- [To be done]
Rewrite the entries below with "top-left corner" changed to "upper-left corner" and everything else left as it is.
>>>>>
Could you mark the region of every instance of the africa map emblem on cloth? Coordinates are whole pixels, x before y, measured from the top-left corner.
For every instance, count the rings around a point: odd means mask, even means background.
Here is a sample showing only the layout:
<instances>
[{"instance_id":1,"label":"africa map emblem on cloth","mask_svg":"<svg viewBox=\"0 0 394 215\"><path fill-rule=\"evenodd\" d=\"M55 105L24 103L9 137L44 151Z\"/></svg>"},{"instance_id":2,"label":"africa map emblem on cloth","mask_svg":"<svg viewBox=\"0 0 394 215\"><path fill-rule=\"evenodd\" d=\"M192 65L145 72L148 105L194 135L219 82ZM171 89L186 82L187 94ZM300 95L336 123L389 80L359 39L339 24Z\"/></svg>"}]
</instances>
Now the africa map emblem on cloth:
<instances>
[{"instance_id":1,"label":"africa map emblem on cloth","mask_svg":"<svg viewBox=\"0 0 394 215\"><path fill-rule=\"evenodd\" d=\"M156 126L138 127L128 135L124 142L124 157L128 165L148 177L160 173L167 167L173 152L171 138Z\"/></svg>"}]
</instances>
<<<<<
- [Answer for the task]
Could you mark the region of every instance of the africa map emblem on cloth? Coordinates are whole pixels, x before y, measured from the upper-left corner.
For every instance, count the rings around a point: odd means mask, even means background.
Here is a sample showing only the layout:
<instances>
[{"instance_id":1,"label":"africa map emblem on cloth","mask_svg":"<svg viewBox=\"0 0 394 215\"><path fill-rule=\"evenodd\" d=\"M55 105L24 103L9 137L44 151Z\"/></svg>"},{"instance_id":2,"label":"africa map emblem on cloth","mask_svg":"<svg viewBox=\"0 0 394 215\"><path fill-rule=\"evenodd\" d=\"M192 65L145 72L148 105L194 135L219 82ZM171 89L186 82L187 94ZM300 95L336 123L389 80L359 39L339 24Z\"/></svg>"}]
</instances>
Now the africa map emblem on cloth:
<instances>
[{"instance_id":1,"label":"africa map emblem on cloth","mask_svg":"<svg viewBox=\"0 0 394 215\"><path fill-rule=\"evenodd\" d=\"M156 126L138 127L128 135L124 142L124 157L128 165L148 177L160 173L167 167L173 152L171 138Z\"/></svg>"}]
</instances>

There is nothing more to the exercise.